╭─ The records
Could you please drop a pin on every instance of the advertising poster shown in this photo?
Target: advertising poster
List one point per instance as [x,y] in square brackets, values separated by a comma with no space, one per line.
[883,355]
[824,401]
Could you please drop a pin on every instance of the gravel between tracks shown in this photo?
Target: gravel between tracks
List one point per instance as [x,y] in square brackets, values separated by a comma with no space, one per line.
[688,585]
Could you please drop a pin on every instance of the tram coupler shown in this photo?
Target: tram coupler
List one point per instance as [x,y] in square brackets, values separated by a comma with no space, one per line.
╰─
╭─ The records
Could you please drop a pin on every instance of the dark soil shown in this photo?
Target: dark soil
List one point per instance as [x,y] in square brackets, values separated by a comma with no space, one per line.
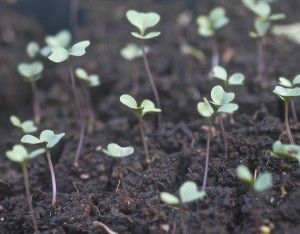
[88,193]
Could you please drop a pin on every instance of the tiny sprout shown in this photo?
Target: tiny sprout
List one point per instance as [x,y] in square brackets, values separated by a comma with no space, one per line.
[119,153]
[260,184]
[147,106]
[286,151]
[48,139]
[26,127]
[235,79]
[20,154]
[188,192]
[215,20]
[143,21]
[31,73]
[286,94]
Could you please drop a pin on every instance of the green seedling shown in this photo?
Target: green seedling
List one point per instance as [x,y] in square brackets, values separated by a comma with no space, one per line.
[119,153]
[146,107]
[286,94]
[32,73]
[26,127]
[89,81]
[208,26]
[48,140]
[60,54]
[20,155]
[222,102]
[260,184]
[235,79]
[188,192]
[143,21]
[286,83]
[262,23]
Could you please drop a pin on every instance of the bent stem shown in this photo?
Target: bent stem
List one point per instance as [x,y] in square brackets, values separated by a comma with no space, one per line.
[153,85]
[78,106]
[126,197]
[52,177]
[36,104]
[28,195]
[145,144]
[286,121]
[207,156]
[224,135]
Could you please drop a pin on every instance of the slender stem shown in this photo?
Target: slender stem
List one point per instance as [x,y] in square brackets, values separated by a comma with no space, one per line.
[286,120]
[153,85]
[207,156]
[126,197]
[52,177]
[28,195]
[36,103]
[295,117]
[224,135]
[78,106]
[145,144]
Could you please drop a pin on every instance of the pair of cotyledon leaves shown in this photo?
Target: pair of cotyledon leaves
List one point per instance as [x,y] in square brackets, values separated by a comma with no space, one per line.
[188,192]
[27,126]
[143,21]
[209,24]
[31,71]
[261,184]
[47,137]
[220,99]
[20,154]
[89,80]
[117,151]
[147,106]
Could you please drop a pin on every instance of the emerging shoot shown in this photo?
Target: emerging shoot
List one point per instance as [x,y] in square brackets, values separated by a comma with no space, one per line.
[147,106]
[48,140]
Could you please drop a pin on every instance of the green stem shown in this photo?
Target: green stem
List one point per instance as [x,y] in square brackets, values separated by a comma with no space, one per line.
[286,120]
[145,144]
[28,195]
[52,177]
╰─
Return every line in the items above that contains the word "tiny".

- **Completed task**
Could you please drop a pin on every instance of the tiny sprout shown in this photo?
Target: tiny sprout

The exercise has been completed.